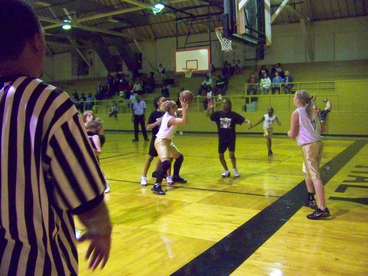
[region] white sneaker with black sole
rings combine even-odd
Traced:
[[[234,174],[234,176],[236,177],[238,177],[240,176],[240,174],[238,172],[238,170],[236,169],[236,168],[233,168],[233,173]]]
[[[167,183],[168,185],[172,185],[174,184],[173,178],[171,178],[171,176],[168,176],[166,178],[166,182]]]
[[[228,170],[225,171],[222,174],[221,174],[221,177],[222,178],[224,177],[228,177],[230,176],[230,171]]]
[[[149,180],[147,177],[142,176],[141,178],[141,186],[145,187],[147,186],[147,180]]]

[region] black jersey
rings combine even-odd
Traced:
[[[233,111],[224,112],[216,111],[211,116],[211,120],[217,125],[219,137],[226,139],[235,137],[235,126],[237,124],[241,125],[245,118],[240,114]]]

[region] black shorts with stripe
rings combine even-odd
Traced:
[[[229,151],[235,151],[236,137],[226,138],[219,138],[219,153],[223,153],[229,149]]]
[[[148,150],[148,154],[153,157],[157,157],[159,155],[155,147],[155,141],[156,139],[156,135],[152,135],[152,139],[151,139],[151,144],[149,144],[149,149]]]

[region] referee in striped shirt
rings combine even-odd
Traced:
[[[0,0],[0,275],[78,275],[74,215],[91,240],[90,267],[103,267],[111,224],[82,117],[36,78],[46,46],[32,8]]]
[[[133,110],[132,121],[134,125],[134,138],[133,139],[133,142],[137,142],[139,140],[138,134],[139,134],[138,126],[139,124],[141,125],[144,141],[149,141],[149,139],[147,136],[147,131],[146,131],[146,103],[144,101],[141,99],[140,95],[137,95],[135,96],[135,99],[137,101],[133,102],[132,106]]]

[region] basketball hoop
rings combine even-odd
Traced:
[[[190,78],[192,77],[192,73],[193,72],[193,68],[183,68],[183,70],[185,70],[185,77]]]
[[[215,31],[216,32],[216,35],[220,40],[220,43],[221,43],[222,50],[227,52],[233,50],[233,48],[231,47],[231,40],[222,37],[222,27],[216,28],[215,29]]]

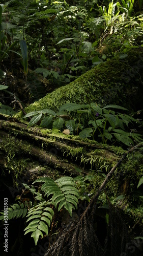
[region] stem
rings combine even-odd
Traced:
[[[116,168],[120,165],[121,162],[123,161],[123,160],[126,157],[126,156],[131,152],[132,152],[134,150],[140,146],[143,146],[143,142],[140,142],[137,145],[133,146],[131,148],[130,148],[128,151],[127,151],[126,153],[125,153],[122,158],[120,159],[120,160],[117,163],[117,164],[111,168],[111,170],[108,173],[108,174],[106,175],[106,178],[104,180],[102,184],[101,185],[100,187],[98,188],[97,192],[95,194],[95,195],[92,199],[91,202],[89,203],[87,209],[84,211],[84,212],[81,215],[80,221],[82,221],[83,217],[85,216],[88,210],[91,208],[91,207],[93,206],[93,205],[95,204],[95,203],[97,202],[97,200],[98,198],[98,197],[101,193],[101,191],[104,188],[105,185],[106,185],[107,182],[108,180],[110,179],[112,175],[113,174]]]

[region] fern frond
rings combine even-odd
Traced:
[[[26,221],[28,222],[31,221],[28,225],[25,228],[25,233],[32,232],[31,237],[34,239],[35,245],[36,245],[41,236],[43,238],[43,232],[46,236],[48,233],[48,228],[50,226],[52,217],[54,214],[52,209],[47,207],[50,202],[46,201],[42,202],[37,204],[36,206],[31,208],[27,215],[29,217]]]
[[[47,177],[40,178],[35,182],[44,182],[41,188],[41,191],[48,198],[53,195],[51,202],[52,204],[60,211],[64,207],[67,210],[71,217],[72,209],[77,208],[78,199],[79,194],[76,188],[74,179],[71,177],[64,177],[55,181]]]
[[[14,219],[16,217],[18,218],[24,218],[27,213],[27,209],[25,207],[23,203],[20,204],[19,202],[18,204],[13,204],[10,205],[10,207],[8,208],[8,220],[11,220],[11,219]],[[1,212],[1,216],[0,216],[0,220],[4,220],[4,212]]]

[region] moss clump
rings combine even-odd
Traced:
[[[102,105],[111,103],[135,109],[140,103],[137,99],[142,90],[141,58],[143,59],[142,51],[132,49],[126,59],[116,57],[107,60],[31,104],[25,110],[27,113],[44,109],[58,111],[66,103],[91,102]],[[140,107],[140,105],[139,109]],[[22,115],[20,112],[16,116]]]

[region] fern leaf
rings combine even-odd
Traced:
[[[46,201],[40,203],[31,208],[27,214],[29,218],[26,222],[30,222],[24,229],[24,234],[32,232],[31,237],[34,238],[36,245],[39,236],[43,237],[43,232],[47,236],[48,233],[48,227],[50,226],[54,214],[52,209],[47,207],[47,205],[49,204]]]
[[[70,203],[68,202],[66,202],[66,203],[65,203],[64,204],[64,207],[65,208],[65,209],[66,209],[66,210],[67,210],[68,211],[68,212],[69,212],[70,215],[70,216],[71,217],[72,217],[72,209],[75,209],[75,207],[73,206],[73,205],[72,205],[72,204],[71,204]],[[61,209],[62,208],[62,206],[60,207],[60,205],[59,205],[59,208],[58,208],[58,210],[61,210]]]
[[[46,228],[46,227],[45,227],[45,222],[44,222],[43,221],[40,221],[39,229],[45,232],[46,236],[48,235],[48,229],[47,228]]]
[[[63,206],[66,209],[71,216],[72,209],[77,208],[79,193],[76,188],[74,179],[71,177],[64,177],[55,181],[47,177],[39,178],[36,182],[44,182],[41,186],[41,191],[45,193],[47,197],[53,195],[52,203],[60,210]]]
[[[40,123],[40,126],[42,127],[47,127],[51,123],[52,120],[52,116],[46,116],[42,119]]]
[[[48,226],[49,227],[50,224],[51,224],[51,220],[50,221],[49,221],[49,219],[48,219],[48,218],[46,218],[46,217],[44,217],[44,216],[43,216],[41,219],[41,220],[43,220],[43,221],[45,221],[48,224]]]
[[[35,218],[40,218],[41,217],[41,215],[40,214],[37,214],[37,215],[35,215],[33,216],[31,216],[31,217],[30,217],[27,220],[26,220],[26,222],[27,222],[27,221],[31,221],[31,220],[32,220],[33,219],[35,219]]]
[[[141,185],[142,185],[142,184],[143,184],[143,176],[140,178],[138,182],[138,184],[137,185],[137,188],[138,188]]]
[[[84,105],[77,104],[76,103],[67,103],[64,104],[59,109],[59,111],[63,111],[63,110],[67,110],[67,111],[73,111],[73,110],[77,110],[80,109],[90,108],[90,105]]]
[[[61,128],[62,128],[63,126],[64,122],[65,122],[64,120],[63,119],[63,118],[62,118],[62,117],[58,118],[53,122],[52,129],[58,129],[58,130],[61,129]]]
[[[14,219],[16,217],[16,219],[20,218],[22,215],[22,218],[24,218],[25,216],[27,209],[26,208],[24,208],[24,206],[23,204],[13,204],[11,205],[10,207],[8,208],[8,220],[11,220],[11,219]],[[0,220],[4,220],[4,212],[1,212],[2,216],[0,217]]]
[[[35,245],[37,245],[40,236],[41,236],[42,238],[43,238],[43,234],[39,229],[36,229],[36,230],[34,231],[31,235],[31,237],[34,239]]]
[[[29,229],[27,229],[26,231],[25,232],[24,234],[26,234],[27,233],[29,233],[30,232],[34,232],[34,231],[36,230],[36,229],[37,229],[37,227],[32,227]]]
[[[30,120],[28,126],[33,125],[35,123],[37,123],[37,122],[41,119],[41,117],[42,116],[42,114],[39,114],[38,115],[37,115],[36,116],[34,116]]]
[[[92,136],[92,133],[93,132],[93,129],[92,128],[86,128],[83,130],[79,134],[80,138],[81,139],[84,139],[85,138],[88,138],[89,137]]]

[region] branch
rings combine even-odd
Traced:
[[[131,147],[131,148],[130,148],[129,150],[128,150],[128,151],[127,151],[126,153],[125,153],[123,155],[123,156],[122,157],[122,158],[121,158],[121,159],[120,159],[120,160],[118,162],[118,163],[112,168],[112,169],[111,169],[111,170],[107,175],[106,178],[104,180],[104,181],[102,183],[102,184],[101,185],[100,187],[98,189],[98,190],[97,192],[96,193],[96,195],[92,199],[92,200],[91,200],[91,202],[89,203],[89,204],[87,208],[86,208],[86,209],[85,210],[85,211],[84,211],[84,212],[82,214],[82,216],[81,217],[81,219],[80,219],[81,221],[82,221],[82,220],[83,219],[84,216],[85,216],[85,215],[87,214],[87,213],[88,211],[88,210],[90,209],[91,209],[91,208],[93,204],[94,204],[95,203],[96,203],[96,202],[97,202],[97,200],[98,199],[98,198],[100,194],[101,193],[101,191],[104,188],[104,187],[105,187],[105,185],[106,185],[107,181],[111,178],[112,175],[113,174],[113,173],[115,171],[115,170],[116,169],[116,168],[118,166],[119,166],[119,165],[120,165],[121,163],[123,161],[123,160],[126,157],[126,156],[130,153],[132,152],[134,150],[135,150],[136,148],[137,148],[137,147],[138,147],[139,146],[140,146],[141,145],[143,146],[143,142],[140,142],[137,145],[136,145],[135,146],[134,146],[132,147]]]

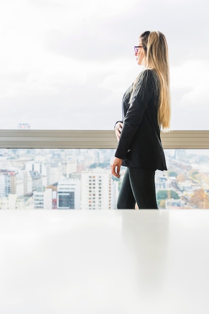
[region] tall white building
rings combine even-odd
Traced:
[[[80,209],[81,183],[74,179],[63,179],[57,186],[57,209]]]
[[[82,209],[110,209],[111,189],[111,174],[109,170],[96,168],[82,171]]]
[[[52,189],[34,192],[34,203],[35,209],[52,209]]]

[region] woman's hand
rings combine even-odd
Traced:
[[[120,139],[120,133],[121,133],[122,128],[123,127],[123,123],[122,122],[119,121],[115,124],[115,131],[118,141]]]
[[[112,174],[118,179],[120,178],[120,169],[122,165],[122,160],[116,157],[112,165],[111,165]],[[117,169],[117,173],[115,172],[115,169]]]

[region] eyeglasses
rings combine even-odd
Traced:
[[[137,54],[137,51],[139,50],[139,48],[143,48],[143,46],[134,46],[134,51],[135,53]]]

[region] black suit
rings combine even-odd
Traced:
[[[154,75],[153,70],[143,71],[130,105],[130,93],[123,96],[123,126],[115,156],[128,167],[167,170],[157,122],[159,88]]]
[[[156,72],[146,70],[138,80],[130,104],[130,89],[123,96],[123,126],[115,156],[122,159],[127,169],[118,209],[134,209],[136,202],[141,209],[157,209],[155,171],[167,170],[157,122],[159,95]]]

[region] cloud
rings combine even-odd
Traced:
[[[198,103],[206,110],[205,4],[186,0],[179,10],[179,1],[165,0],[4,3],[1,127],[30,122],[33,128],[112,128],[123,93],[140,71],[133,46],[146,30],[161,31],[167,40],[173,125],[183,108]]]

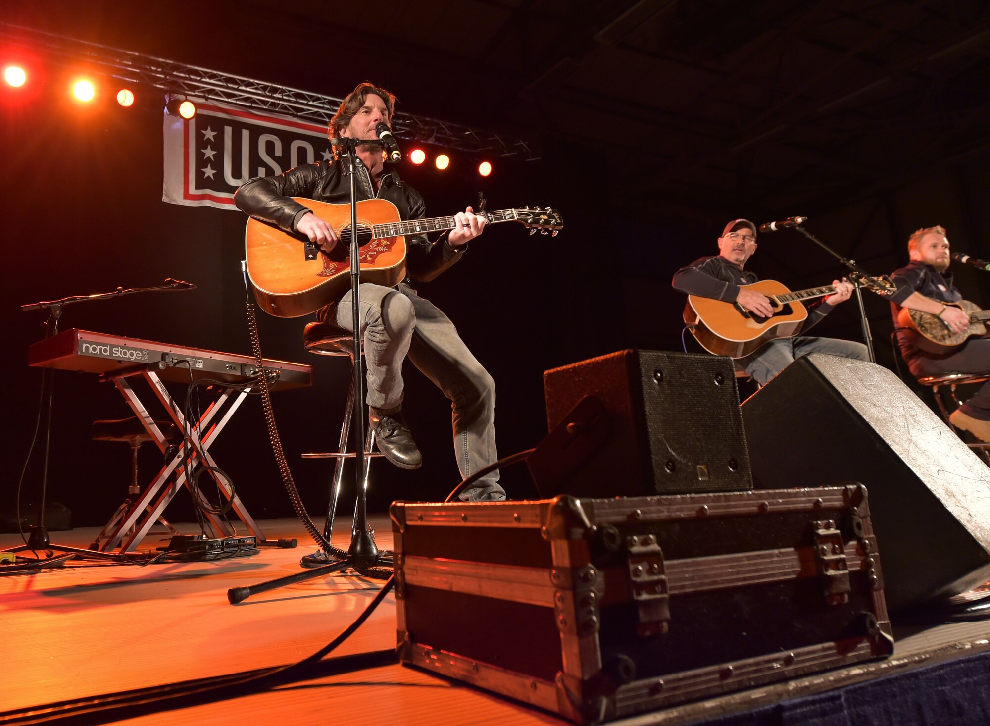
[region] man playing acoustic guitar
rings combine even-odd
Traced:
[[[990,372],[990,338],[986,328],[971,322],[969,313],[946,304],[970,303],[962,299],[962,293],[953,284],[954,275],[948,271],[950,256],[944,228],[925,227],[911,235],[908,256],[911,259],[908,265],[891,275],[898,289],[890,304],[901,355],[911,372],[918,378],[948,372]],[[911,315],[912,310],[922,315]],[[919,329],[923,331],[921,335],[916,333]],[[928,337],[925,331],[929,332]],[[967,340],[969,335],[982,337]],[[934,345],[933,339],[943,337],[959,343],[954,347]],[[990,382],[953,411],[949,421],[981,441],[990,442]]]
[[[375,127],[391,128],[395,96],[371,83],[361,83],[331,119],[331,138],[377,139]],[[424,219],[423,197],[383,165],[380,146],[357,148],[355,181],[358,200],[383,198],[399,210],[403,221]],[[338,231],[305,204],[291,197],[349,203],[349,156],[297,166],[276,176],[250,179],[237,191],[235,203],[248,214],[309,238],[330,253]],[[402,468],[418,468],[423,457],[402,416],[402,363],[408,357],[444,391],[453,408],[453,439],[463,477],[498,460],[495,449],[495,384],[467,350],[453,323],[433,303],[420,297],[412,280],[428,281],[455,263],[469,240],[480,235],[487,220],[467,207],[455,216],[449,235],[431,243],[426,235],[406,237],[407,276],[394,287],[362,282],[361,333],[367,366],[370,426],[378,449]],[[300,249],[302,246],[300,245]],[[320,320],[352,331],[350,289],[335,304],[318,312]],[[464,500],[505,499],[492,471],[461,492]]]
[[[774,313],[779,310],[774,309],[770,298],[745,287],[758,282],[753,272],[743,270],[754,252],[756,252],[756,226],[745,219],[733,220],[726,225],[722,237],[719,238],[719,255],[701,258],[677,270],[673,278],[674,289],[699,298],[730,303],[726,307],[732,315],[742,316],[743,314],[742,311],[744,311],[746,315],[752,313],[760,318],[772,319]],[[794,335],[804,333],[825,317],[833,306],[848,300],[852,289],[851,282],[835,280],[830,287],[806,291],[815,292],[819,296],[825,295],[826,292],[831,294],[822,297],[818,304],[809,306],[807,317],[797,326]],[[733,303],[738,306],[735,310],[732,307]],[[740,309],[742,311],[737,313]],[[736,363],[760,385],[764,385],[794,363],[795,359],[809,353],[827,353],[860,361],[868,360],[866,346],[863,344],[833,338],[786,337],[762,344],[757,339],[755,345],[758,348],[754,352],[742,357],[737,357],[734,353],[726,355],[733,355],[737,359]],[[711,347],[706,346],[706,348],[712,350]]]

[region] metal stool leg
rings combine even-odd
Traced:
[[[367,434],[364,436],[364,453],[370,454],[371,449],[374,448],[374,431],[368,426]],[[371,459],[367,458],[364,460],[364,479],[361,481],[361,487],[365,492],[368,490],[368,471],[371,470]],[[368,525],[368,530],[371,531],[371,526]],[[350,539],[354,539],[354,534],[357,532],[357,502],[354,502],[354,519],[350,524]]]
[[[347,451],[347,439],[350,437],[350,421],[354,416],[354,369],[350,368],[350,386],[347,389],[347,402],[344,405],[344,423],[341,425],[341,440],[337,451],[344,454]],[[327,504],[327,521],[323,527],[323,536],[331,542],[334,535],[334,517],[337,513],[337,498],[341,494],[341,483],[344,480],[344,457],[338,457],[334,465],[334,481],[330,488],[330,500]]]

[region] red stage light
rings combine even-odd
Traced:
[[[72,95],[75,96],[77,100],[82,101],[83,103],[88,103],[96,96],[96,87],[93,86],[92,81],[82,78],[72,84]]]
[[[28,80],[28,74],[24,72],[24,68],[17,65],[8,65],[4,68],[3,78],[8,84],[19,88]]]

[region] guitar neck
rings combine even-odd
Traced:
[[[794,292],[782,292],[779,295],[768,295],[768,297],[779,303],[797,302],[799,300],[809,300],[813,297],[824,297],[836,291],[835,285],[825,285],[823,287],[809,287],[807,290],[795,290]]]
[[[515,209],[502,209],[498,212],[482,212],[478,215],[488,220],[489,224],[497,222],[512,222],[519,219]],[[425,232],[446,232],[457,227],[456,217],[434,217],[433,219],[412,219],[407,222],[386,222],[371,225],[371,236],[378,240],[383,237],[398,237],[399,235],[416,235]]]

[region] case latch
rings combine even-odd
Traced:
[[[849,568],[845,560],[845,543],[842,533],[836,529],[834,520],[822,520],[815,528],[815,559],[818,571],[825,578],[825,599],[830,605],[849,601]]]
[[[629,583],[641,636],[666,633],[670,627],[670,595],[663,568],[663,551],[653,535],[626,538]]]

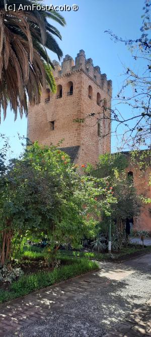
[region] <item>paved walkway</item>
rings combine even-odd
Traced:
[[[0,306],[1,337],[151,336],[151,254],[100,266]]]

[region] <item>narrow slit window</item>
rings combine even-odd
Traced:
[[[98,136],[99,137],[101,137],[101,125],[100,123],[98,124]]]

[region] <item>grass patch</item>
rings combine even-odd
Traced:
[[[68,256],[72,258],[86,258],[90,260],[104,260],[104,253],[96,253],[92,251],[78,251],[76,250],[59,250],[57,256],[61,258]]]
[[[22,260],[29,260],[33,261],[37,261],[39,260],[44,260],[45,252],[41,251],[32,251],[31,250],[25,250],[23,251],[22,256]]]
[[[151,246],[147,246],[146,247],[142,247],[142,246],[139,245],[135,245],[133,246],[128,246],[123,247],[120,251],[113,252],[113,254],[115,256],[115,259],[118,260],[121,257],[124,258],[127,255],[132,255],[135,252],[139,252],[139,253],[145,253],[151,251]],[[112,259],[111,257],[111,255],[108,253],[97,253],[95,252],[86,252],[86,251],[77,251],[72,250],[59,250],[57,256],[61,259],[63,257],[72,257],[72,258],[86,258],[90,260],[97,260],[111,261]]]
[[[54,268],[52,272],[39,272],[23,275],[11,284],[9,290],[0,290],[0,303],[26,295],[41,288],[98,268],[98,264],[88,259],[65,258],[71,264]]]

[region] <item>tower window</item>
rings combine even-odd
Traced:
[[[70,81],[69,82],[68,82],[67,85],[67,95],[68,96],[73,95],[73,82]]]
[[[62,87],[61,85],[59,85],[57,87],[57,94],[56,98],[61,98],[62,96]]]
[[[51,122],[49,122],[49,130],[50,131],[52,131],[54,130],[54,120],[52,120]]]
[[[45,92],[45,103],[48,103],[50,101],[50,90],[49,89],[46,90]]]
[[[99,137],[101,137],[101,125],[100,123],[98,124],[98,136]]]
[[[98,93],[97,94],[97,103],[98,105],[99,105],[100,106],[101,105],[101,95],[99,93]]]
[[[89,86],[89,94],[88,97],[90,99],[92,100],[93,97],[93,90],[91,86]]]

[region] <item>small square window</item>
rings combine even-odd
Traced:
[[[49,130],[50,131],[54,130],[54,120],[52,120],[51,122],[49,122]]]

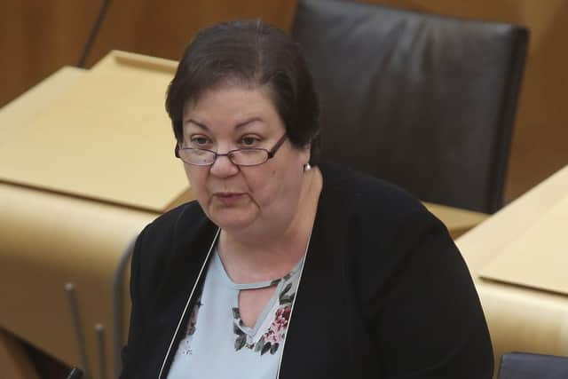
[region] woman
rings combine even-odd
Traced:
[[[316,95],[285,34],[204,29],[166,108],[196,201],[138,239],[122,377],[491,377],[446,229],[401,190],[318,162]]]

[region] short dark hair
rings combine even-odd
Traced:
[[[185,49],[168,87],[166,110],[178,141],[183,139],[184,107],[223,84],[267,85],[288,137],[296,147],[320,145],[320,107],[300,48],[283,31],[260,20],[213,25]]]

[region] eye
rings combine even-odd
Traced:
[[[245,147],[254,147],[260,141],[260,138],[254,136],[245,136],[241,138],[241,145]]]
[[[206,136],[192,136],[190,141],[192,145],[197,147],[203,147],[209,144],[209,138]]]

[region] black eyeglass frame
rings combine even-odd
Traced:
[[[199,150],[199,151],[209,152],[209,153],[214,154],[215,154],[215,158],[213,159],[213,162],[211,162],[210,163],[199,164],[199,163],[191,163],[189,162],[184,161],[181,158],[181,156],[179,155],[180,147],[179,147],[178,144],[176,144],[175,154],[176,154],[176,158],[179,158],[184,163],[191,164],[191,165],[193,165],[193,166],[200,166],[200,167],[212,166],[217,162],[217,159],[218,157],[226,156],[227,159],[229,161],[231,161],[231,163],[233,163],[233,164],[234,164],[236,166],[252,167],[252,166],[258,166],[260,164],[266,163],[266,162],[268,162],[269,159],[273,158],[274,154],[276,154],[278,149],[280,148],[280,146],[284,144],[284,141],[286,141],[287,138],[288,138],[288,135],[286,133],[284,133],[284,135],[282,137],[280,137],[280,138],[278,140],[278,142],[276,142],[276,144],[270,150],[264,149],[264,148],[262,148],[262,147],[244,147],[244,148],[240,148],[240,149],[229,150],[228,152],[226,152],[225,154],[218,154],[217,152],[215,152],[213,150],[201,149],[201,148],[199,148],[199,147],[181,147],[181,150]],[[234,154],[235,152],[241,152],[241,151],[264,151],[264,152],[266,153],[266,159],[264,162],[261,162],[260,163],[255,163],[255,164],[235,163],[233,161],[233,156],[234,156],[233,154]]]

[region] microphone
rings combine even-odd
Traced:
[[[71,368],[71,371],[66,379],[83,379],[83,370],[78,367]]]

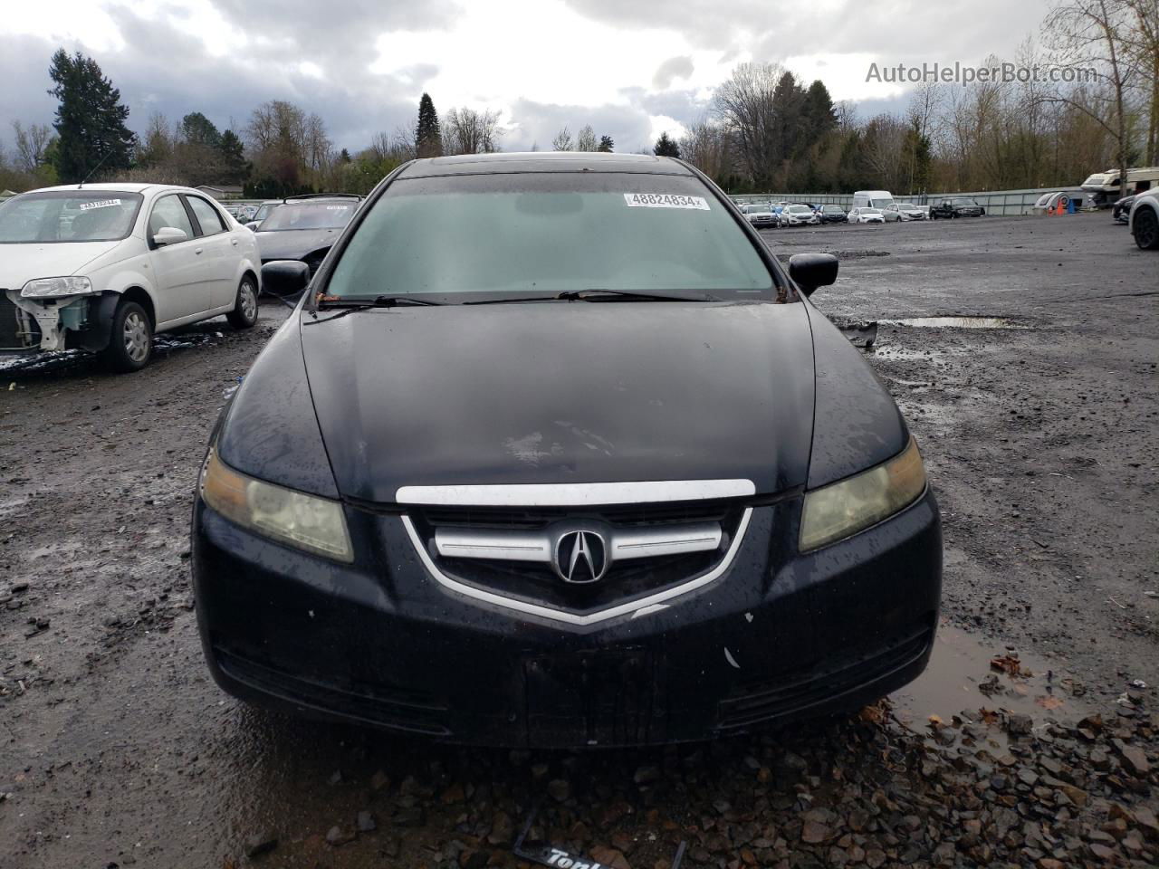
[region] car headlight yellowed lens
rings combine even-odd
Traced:
[[[238,525],[298,549],[353,561],[347,520],[336,501],[239,474],[216,450],[205,460],[201,488],[205,503]]]
[[[857,476],[806,492],[801,550],[817,549],[868,528],[909,506],[926,489],[918,444]]]

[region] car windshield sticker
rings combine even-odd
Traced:
[[[624,202],[633,209],[694,209],[697,211],[708,211],[708,200],[702,196],[625,193]]]

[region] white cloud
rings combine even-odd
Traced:
[[[315,111],[340,146],[407,123],[429,92],[502,111],[504,147],[591,123],[635,149],[701,115],[741,61],[781,63],[834,98],[904,103],[870,63],[1013,54],[1047,0],[8,0],[0,117],[49,119],[45,70],[93,54],[143,127],[152,110],[243,122],[260,102]],[[43,58],[42,58],[43,56]],[[41,59],[42,58],[42,59]],[[0,136],[7,130],[0,130]]]

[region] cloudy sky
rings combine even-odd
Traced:
[[[423,90],[502,111],[504,149],[591,124],[635,151],[678,133],[745,60],[822,79],[863,115],[902,87],[870,63],[978,64],[1037,34],[1047,0],[8,0],[0,23],[0,141],[51,123],[57,46],[92,54],[130,126],[202,111],[219,127],[290,100],[356,151],[415,115]]]

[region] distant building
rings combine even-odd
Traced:
[[[240,199],[241,184],[198,184],[197,189],[214,199]]]

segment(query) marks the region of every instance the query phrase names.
------------------------------------------------------------------------
(Written task):
Reproduce the data verbatim, starting at the line that contains "[region] distant building" and stopping after the final line of the data.

(Reply to the exercise):
[region] distant building
rings combine even-odd
Traced:
[[[240,199],[241,184],[198,184],[197,189],[214,199]]]

segment(query) marks the region of every instance the query phrase names.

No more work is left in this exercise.